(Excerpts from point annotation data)
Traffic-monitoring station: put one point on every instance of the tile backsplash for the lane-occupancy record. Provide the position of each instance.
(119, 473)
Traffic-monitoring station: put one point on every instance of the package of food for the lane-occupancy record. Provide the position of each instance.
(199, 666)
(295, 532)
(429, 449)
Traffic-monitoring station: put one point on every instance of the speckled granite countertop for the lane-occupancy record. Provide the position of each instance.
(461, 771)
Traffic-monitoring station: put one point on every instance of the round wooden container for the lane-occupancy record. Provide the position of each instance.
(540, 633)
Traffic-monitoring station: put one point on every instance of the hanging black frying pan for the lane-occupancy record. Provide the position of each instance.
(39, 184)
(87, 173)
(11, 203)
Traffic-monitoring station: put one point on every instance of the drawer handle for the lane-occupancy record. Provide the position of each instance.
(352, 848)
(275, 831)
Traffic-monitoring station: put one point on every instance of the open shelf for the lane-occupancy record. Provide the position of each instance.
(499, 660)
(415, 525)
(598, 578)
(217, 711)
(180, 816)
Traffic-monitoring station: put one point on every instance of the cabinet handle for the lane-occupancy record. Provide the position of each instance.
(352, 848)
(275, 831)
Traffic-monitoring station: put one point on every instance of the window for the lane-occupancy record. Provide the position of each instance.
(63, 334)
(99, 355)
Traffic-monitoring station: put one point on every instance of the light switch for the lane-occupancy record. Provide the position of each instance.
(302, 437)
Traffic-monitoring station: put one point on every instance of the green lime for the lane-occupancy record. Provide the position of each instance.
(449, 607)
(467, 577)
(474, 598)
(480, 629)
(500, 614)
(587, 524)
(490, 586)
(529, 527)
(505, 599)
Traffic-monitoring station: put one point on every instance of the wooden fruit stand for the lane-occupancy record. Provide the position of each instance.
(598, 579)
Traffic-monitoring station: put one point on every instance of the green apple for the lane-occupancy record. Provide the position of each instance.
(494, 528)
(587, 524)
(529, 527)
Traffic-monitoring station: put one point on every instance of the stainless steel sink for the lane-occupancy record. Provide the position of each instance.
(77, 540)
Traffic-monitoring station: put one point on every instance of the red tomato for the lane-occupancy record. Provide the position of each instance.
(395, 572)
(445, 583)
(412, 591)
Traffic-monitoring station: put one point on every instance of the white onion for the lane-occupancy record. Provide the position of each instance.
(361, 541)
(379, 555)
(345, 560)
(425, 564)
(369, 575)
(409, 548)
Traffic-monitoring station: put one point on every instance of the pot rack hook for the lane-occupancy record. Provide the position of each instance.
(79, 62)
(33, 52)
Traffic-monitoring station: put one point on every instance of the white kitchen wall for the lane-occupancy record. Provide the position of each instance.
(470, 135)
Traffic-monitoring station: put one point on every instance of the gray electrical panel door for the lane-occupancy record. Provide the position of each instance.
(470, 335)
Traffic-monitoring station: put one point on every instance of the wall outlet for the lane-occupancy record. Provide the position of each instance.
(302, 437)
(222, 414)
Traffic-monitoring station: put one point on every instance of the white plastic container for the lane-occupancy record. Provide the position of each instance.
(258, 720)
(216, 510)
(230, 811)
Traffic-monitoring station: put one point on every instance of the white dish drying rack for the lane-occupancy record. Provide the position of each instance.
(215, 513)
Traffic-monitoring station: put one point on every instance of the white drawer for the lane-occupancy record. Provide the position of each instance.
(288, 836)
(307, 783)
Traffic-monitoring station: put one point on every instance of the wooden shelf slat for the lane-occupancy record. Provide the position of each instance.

_Work to be completed_
Write out all of the data above line for line, without changing anything.

_Correct result_
Traffic-monitoring station: put one point on every instance of the tile backsplash for the lane-occupancy record. Provide the position of each instance.
(119, 473)
Traffic-monitoring station: put one point on every instance of the package of food for the lane-occupancy record. Provide the position of each instance.
(199, 666)
(295, 532)
(429, 449)
Traffic-monitoring station: put one point on every instance of the speckled granite countertop for the lane-occupancy record. Provide the position of each instance.
(461, 771)
Traffic-monitoring station: put one point on every instance of the round wooden container for the lane-occupancy record. Provide the position of each instance.
(540, 633)
Traffic-monitoring station: put one point on every instance of the hanging black frying pan for the lane-occupancy record. Provide the position of each instance.
(39, 184)
(87, 173)
(11, 203)
Traffic-monitoring station: put one point on every instance of the drawer handle for the lane-occupancy record. Provide the position of each instance.
(352, 848)
(275, 831)
Traffic-monitoring station: put one point on every instance of the open shelf for the lane-occupancy record. Provide the position of each instance.
(499, 660)
(415, 525)
(598, 578)
(217, 711)
(180, 816)
Traffic-monitoring station: put one point on every instance of the cabinet handle for the lane-occupancy record. Provide the position of each instance.
(352, 848)
(275, 831)
Traffic-monitoring station: put one point on every instance of the window for the lane-occupancy record. Provide the position of each instance.
(63, 334)
(99, 355)
Traffic-monitoring station: put one point on every instance of the light switch for the lane-occupancy record. Provide the position of each instance.
(302, 437)
Traffic-monitoring station: put one point on every instance of the green lime for the lane-occupancy record. Provide the position of each instance.
(449, 607)
(467, 577)
(474, 598)
(480, 629)
(500, 614)
(587, 524)
(490, 586)
(529, 527)
(505, 599)
Traffic-monitoring station: put one point on every instance of the wooden fruit stand for the lane-occupancy record. Provide the position of each instance.
(598, 579)
Traffic-monitoring station: put one point on every instance of the green apple for the lane-occupancy record. Provide the position of each instance.
(494, 528)
(587, 524)
(529, 527)
Traffic-monitoring station: put one point on every instance of the stainless steel sink for the lane-occupancy record. Provide the position of each instance.
(77, 540)
Traffic-monitoring station: put one point on every instance of the red tomato for the lane-occupancy record. Provide the position of each instance.
(395, 572)
(445, 583)
(412, 591)
Traffic-monitoring station: put one point on every instance of the white onion for the lane-occupancy record. Provide the position of each instance.
(361, 541)
(379, 555)
(345, 560)
(425, 564)
(369, 575)
(409, 548)
Traffic-monitoring station: put one point on every instance of the pot rack hook for the lane-occupancy record. Provide the position of each instance.
(79, 62)
(33, 52)
Traffic-monitoring station: put one point on every instance of the white kitchen wall for the lane-occupancy record. Provide the position of each instance.
(470, 135)
Traffic-monitoring station: put one point on every instance of the gray electrical panel door for the lane-occupancy record. Provide the position of each instance.
(470, 335)
Traffic-monitoring station: put one point on every instance of the wall outlet for the lane-occupancy record. Provide the position of each instance.
(302, 437)
(222, 414)
Traffic-monitoring station: put one point on every instance of the white plastic container for the lane-occupancy record. Provide the position of each instance.
(258, 720)
(216, 510)
(230, 811)
Traffic-monitoring station: put one point on every instance of the white dish drying rack for the lane-occupancy record. Provide the position of each instance.
(215, 513)
Traffic-monitoring station: put one point on every instance of the white drawer for the lane-occupancy record. Provide the position of each instance.
(288, 836)
(307, 783)
Traffic-monitoring station: put one point on every instance of the wooden shelf slat for the lane-occupancy record. Provide the position of each instance.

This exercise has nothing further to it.